Description of the task – Write out every line below that includes the word "glass".

Study material START

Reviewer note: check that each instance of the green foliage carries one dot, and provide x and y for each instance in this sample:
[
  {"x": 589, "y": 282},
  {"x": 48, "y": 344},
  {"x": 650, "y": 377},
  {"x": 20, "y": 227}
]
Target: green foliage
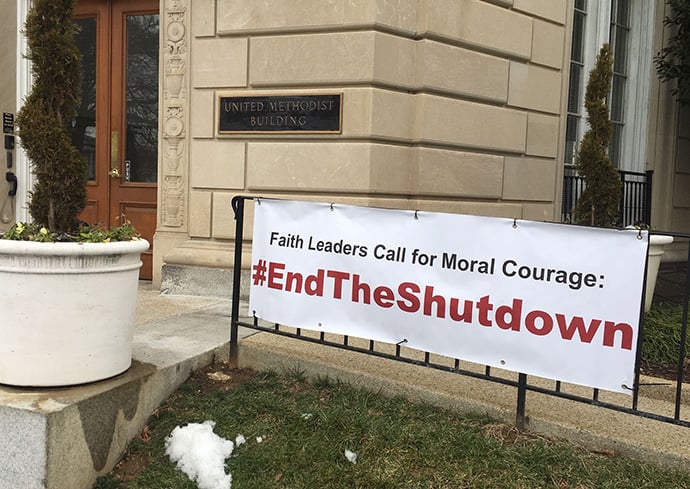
[
  {"x": 598, "y": 203},
  {"x": 59, "y": 195},
  {"x": 83, "y": 234},
  {"x": 672, "y": 62}
]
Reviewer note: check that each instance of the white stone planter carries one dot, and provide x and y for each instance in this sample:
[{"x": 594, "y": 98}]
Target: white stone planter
[
  {"x": 656, "y": 249},
  {"x": 68, "y": 311}
]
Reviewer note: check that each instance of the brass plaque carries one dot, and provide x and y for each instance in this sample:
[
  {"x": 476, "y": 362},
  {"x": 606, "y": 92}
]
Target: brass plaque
[{"x": 296, "y": 114}]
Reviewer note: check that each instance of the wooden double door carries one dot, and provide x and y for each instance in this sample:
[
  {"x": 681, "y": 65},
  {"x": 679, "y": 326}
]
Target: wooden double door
[{"x": 116, "y": 128}]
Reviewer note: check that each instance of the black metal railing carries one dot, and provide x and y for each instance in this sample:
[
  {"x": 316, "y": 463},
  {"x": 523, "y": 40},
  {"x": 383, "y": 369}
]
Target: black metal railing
[
  {"x": 636, "y": 197},
  {"x": 521, "y": 382}
]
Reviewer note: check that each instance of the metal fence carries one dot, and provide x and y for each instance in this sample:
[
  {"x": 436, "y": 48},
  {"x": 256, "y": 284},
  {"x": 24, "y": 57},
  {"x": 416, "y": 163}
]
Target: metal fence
[
  {"x": 635, "y": 205},
  {"x": 521, "y": 382}
]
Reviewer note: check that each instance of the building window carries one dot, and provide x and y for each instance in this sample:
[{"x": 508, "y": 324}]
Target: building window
[
  {"x": 618, "y": 40},
  {"x": 576, "y": 88}
]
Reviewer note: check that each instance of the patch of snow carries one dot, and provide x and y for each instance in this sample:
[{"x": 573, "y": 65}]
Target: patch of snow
[{"x": 351, "y": 456}]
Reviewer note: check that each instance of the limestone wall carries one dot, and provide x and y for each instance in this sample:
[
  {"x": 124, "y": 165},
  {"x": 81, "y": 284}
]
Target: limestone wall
[{"x": 8, "y": 63}]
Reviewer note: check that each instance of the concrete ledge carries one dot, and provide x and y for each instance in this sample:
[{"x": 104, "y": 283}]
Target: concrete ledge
[{"x": 589, "y": 426}]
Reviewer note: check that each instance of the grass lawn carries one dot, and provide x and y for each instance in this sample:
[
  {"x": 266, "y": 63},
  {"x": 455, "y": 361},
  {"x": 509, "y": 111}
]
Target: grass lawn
[{"x": 305, "y": 429}]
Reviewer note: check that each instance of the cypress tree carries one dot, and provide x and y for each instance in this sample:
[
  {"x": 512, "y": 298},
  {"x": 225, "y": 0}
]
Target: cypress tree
[
  {"x": 673, "y": 61},
  {"x": 59, "y": 194},
  {"x": 598, "y": 203}
]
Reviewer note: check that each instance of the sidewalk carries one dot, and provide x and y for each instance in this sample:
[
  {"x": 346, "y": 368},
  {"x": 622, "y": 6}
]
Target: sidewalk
[{"x": 64, "y": 438}]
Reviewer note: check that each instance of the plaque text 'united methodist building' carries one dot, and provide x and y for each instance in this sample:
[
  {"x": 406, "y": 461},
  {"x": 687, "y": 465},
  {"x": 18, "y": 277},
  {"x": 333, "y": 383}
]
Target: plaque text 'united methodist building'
[{"x": 289, "y": 113}]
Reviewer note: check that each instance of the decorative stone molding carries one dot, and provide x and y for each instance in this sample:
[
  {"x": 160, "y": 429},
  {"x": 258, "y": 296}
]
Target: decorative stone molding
[{"x": 175, "y": 76}]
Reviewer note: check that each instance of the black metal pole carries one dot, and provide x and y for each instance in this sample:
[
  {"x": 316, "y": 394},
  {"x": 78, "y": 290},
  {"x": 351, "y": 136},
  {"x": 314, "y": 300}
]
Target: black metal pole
[
  {"x": 683, "y": 337},
  {"x": 238, "y": 208}
]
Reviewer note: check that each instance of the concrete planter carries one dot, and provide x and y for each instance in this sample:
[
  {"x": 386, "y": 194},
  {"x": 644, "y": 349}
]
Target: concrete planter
[
  {"x": 656, "y": 250},
  {"x": 68, "y": 311}
]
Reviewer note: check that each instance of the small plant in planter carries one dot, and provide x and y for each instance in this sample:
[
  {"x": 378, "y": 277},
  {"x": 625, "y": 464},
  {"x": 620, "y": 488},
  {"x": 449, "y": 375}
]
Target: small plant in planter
[
  {"x": 71, "y": 289},
  {"x": 598, "y": 203}
]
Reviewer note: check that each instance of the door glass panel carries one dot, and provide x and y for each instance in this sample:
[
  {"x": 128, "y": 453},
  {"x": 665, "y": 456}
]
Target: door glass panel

Study material END

Solution to this task –
Reviewer note: check that each instance of the door glass panel carries one dot, and provide x and y for each instance in this sample:
Target: door glass panel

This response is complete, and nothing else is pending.